EXCERPT TO READ >>
━━━━━━━━━━━━━━━━━━━━━━━━━━━━━━
# CQADupStack Collection

The *CQADupStack* is "[a] Benchmark Data Set for Community Question-Answering Research" [1] that is a part of the [*Benchmarking Information Retrieval (BEIR)*](https://github.com/beir-cellar/beir) collection.

CQADupStack contains data from 12 different [*Stackexchange*](https://stackexchange.com/) subforums based on the data dump released on September 26, 2014.

Your tasks, reviewed by your colleagues and the course instructors, are the following:



1. *Implement a ranked retrieval system*, [1, Chapter 6] which will produce a list of documents from the CQADupStack collection in a descending order of relevance to a query from the CQADupStack collection.
2. *Document your code* in accordance with [PEP 257](https://www.python.org/dev/peps/pep-0257/), ideally using [the NumPy style guide](https://numpydoc.readthedocs.io/en/latest/format.html#docstring-standard) as seen in the code from exercises.
   *Stick to a consistent coding style* in accordance with [PEP 8](https://www.python.org/dev/peps/pep-0008/).
3. *Reach at least 22% mean average precision* [1, Section 8.4] with your system on the CQADupStack collection.
4.   _[Upload an .ipynb file](https://is.muni.cz/help/komunikace/spravcesouboru#k_ss_1) with this Jupyter notebook to the homework vault in IS MU._ You MAY also include a brief description of your information retrieval system and a link to an external service such as [Google Colaboratory](https://colab.research.google.com/), [DeepNote](https://deepnote.com/), or [JupyterHub](https://iirhub.cloud.e-infra.cz/).







[1] Hoogeveen, Doris and Verspoor, Karin M. and Baldwin, Timothy. [*CQADupStack: A Benchmark Data Set for Community Question-Answering Research*](https://dl.acm.org/doi/10.1145/2838931.2838934). ACM, 2015.

### Import the utility tools from the git repository.

First, we will install [our library](https://github.com/MIR-MU/pv211-utils).

It may be necessary to restart the runtime to get the installed packages to work.
━━━━━━━━━━━━━━━━━━━━━━━━━━━━━━
DATA >>

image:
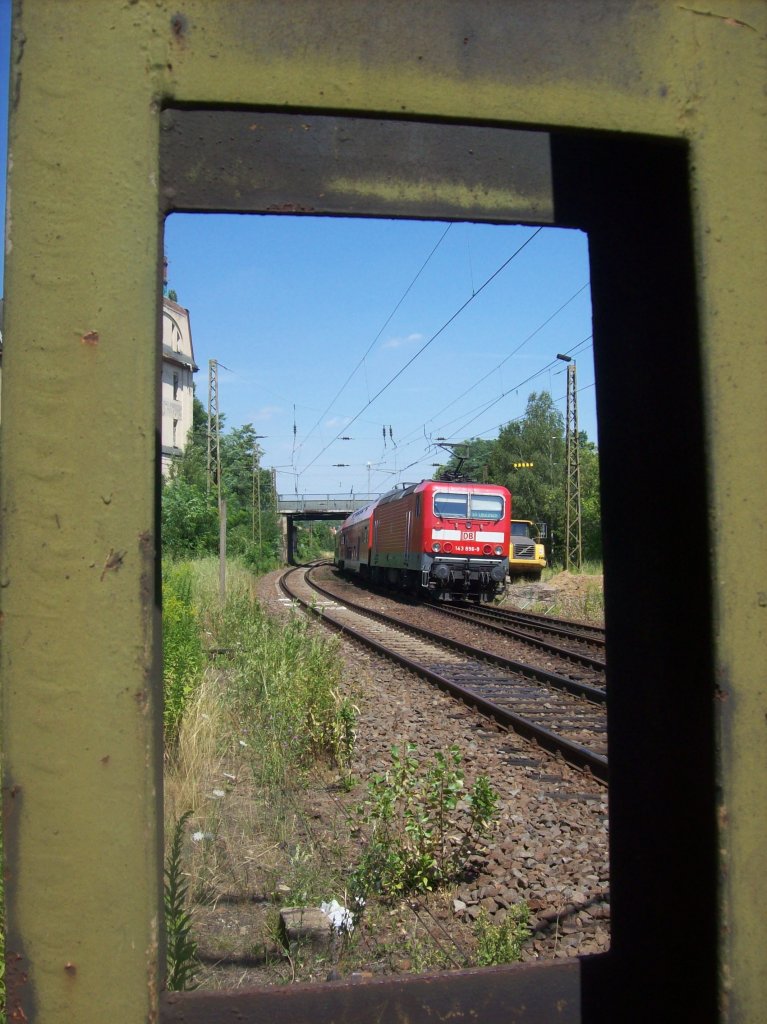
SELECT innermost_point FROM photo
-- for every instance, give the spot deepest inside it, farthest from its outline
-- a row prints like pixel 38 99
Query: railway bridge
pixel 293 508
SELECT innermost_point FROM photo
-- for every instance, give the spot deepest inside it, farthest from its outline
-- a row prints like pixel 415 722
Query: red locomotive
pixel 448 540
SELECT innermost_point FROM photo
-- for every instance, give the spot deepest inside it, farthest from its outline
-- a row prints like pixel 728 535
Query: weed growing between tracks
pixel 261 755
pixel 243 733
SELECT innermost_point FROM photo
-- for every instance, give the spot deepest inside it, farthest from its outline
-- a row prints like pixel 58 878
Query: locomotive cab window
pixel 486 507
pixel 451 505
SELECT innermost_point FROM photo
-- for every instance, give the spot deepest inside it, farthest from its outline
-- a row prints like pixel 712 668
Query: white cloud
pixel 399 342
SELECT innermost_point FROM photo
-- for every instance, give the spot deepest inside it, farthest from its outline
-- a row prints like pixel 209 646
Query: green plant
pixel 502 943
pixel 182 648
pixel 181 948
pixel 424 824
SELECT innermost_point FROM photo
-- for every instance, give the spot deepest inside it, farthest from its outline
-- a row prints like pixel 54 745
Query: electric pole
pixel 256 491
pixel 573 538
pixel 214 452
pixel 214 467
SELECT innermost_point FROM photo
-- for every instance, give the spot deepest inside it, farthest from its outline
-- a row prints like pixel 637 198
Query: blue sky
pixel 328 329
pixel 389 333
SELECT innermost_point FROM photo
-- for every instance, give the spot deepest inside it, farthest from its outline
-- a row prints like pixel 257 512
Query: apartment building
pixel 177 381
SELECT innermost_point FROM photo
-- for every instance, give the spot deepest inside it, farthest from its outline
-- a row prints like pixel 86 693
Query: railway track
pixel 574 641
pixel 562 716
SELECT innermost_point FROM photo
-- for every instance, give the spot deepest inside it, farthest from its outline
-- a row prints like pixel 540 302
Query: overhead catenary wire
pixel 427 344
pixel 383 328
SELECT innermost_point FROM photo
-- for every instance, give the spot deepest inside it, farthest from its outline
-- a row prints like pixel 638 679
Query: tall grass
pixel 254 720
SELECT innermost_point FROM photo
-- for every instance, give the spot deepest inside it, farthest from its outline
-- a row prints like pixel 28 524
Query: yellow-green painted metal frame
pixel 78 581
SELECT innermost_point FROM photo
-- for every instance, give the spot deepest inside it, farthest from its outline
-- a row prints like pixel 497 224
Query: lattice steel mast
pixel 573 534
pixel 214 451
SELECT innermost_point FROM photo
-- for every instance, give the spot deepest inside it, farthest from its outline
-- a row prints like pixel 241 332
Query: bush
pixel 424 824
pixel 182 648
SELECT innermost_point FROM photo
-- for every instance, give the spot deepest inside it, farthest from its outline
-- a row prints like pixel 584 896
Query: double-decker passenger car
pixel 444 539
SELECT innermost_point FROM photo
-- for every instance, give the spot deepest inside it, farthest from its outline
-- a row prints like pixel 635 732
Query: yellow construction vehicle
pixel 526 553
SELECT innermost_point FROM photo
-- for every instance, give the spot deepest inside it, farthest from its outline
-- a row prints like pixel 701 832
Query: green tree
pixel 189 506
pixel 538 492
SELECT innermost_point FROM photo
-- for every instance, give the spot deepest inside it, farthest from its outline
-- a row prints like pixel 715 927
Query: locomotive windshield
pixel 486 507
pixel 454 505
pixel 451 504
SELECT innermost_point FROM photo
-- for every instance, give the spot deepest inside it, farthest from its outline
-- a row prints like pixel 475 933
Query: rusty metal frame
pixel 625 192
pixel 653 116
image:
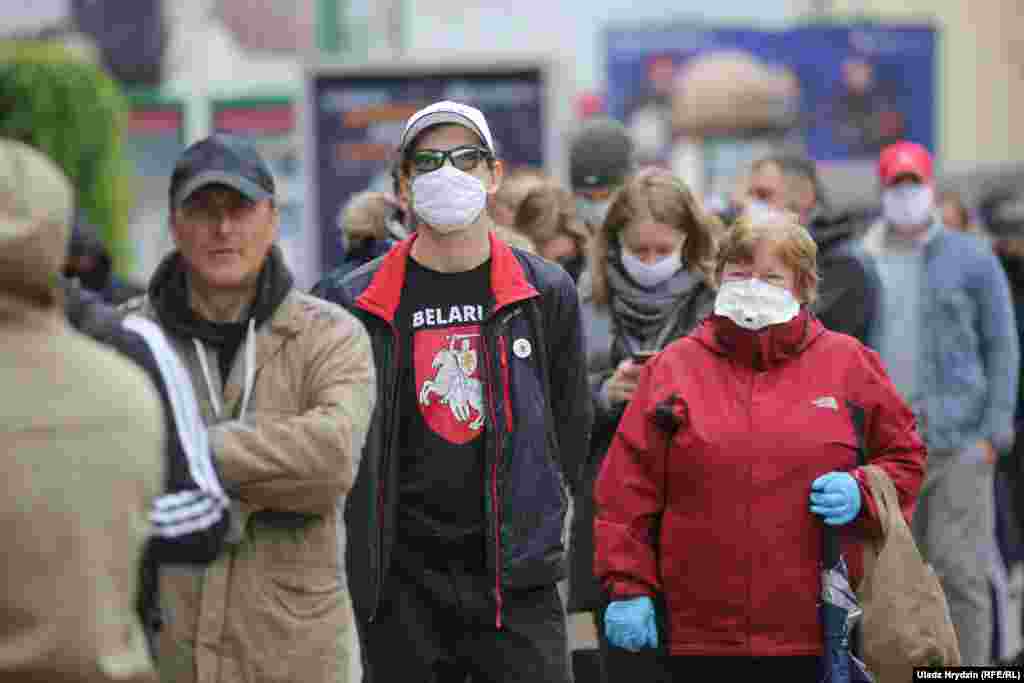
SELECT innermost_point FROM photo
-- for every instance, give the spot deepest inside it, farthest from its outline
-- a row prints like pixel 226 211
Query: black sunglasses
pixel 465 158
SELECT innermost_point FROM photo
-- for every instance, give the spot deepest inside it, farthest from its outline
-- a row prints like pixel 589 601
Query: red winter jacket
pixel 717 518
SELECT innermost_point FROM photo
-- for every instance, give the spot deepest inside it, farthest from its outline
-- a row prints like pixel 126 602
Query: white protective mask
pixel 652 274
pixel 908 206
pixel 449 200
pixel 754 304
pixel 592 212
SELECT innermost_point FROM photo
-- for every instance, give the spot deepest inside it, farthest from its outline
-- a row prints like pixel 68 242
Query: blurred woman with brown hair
━━━━━━━━━━━━━━━━━━━━━━━━━━━━━━
JOB >>
Answer these about the CQADupStack page:
1. How many Stackexchange subforums does CQADupStack hold data from?
2. What is the lowest mean average precision the system has to reach?
3. Which guide sets the coding style to stick to?

WRITTEN SOLUTION >>
1. 12
2. 22%
3. PEP 8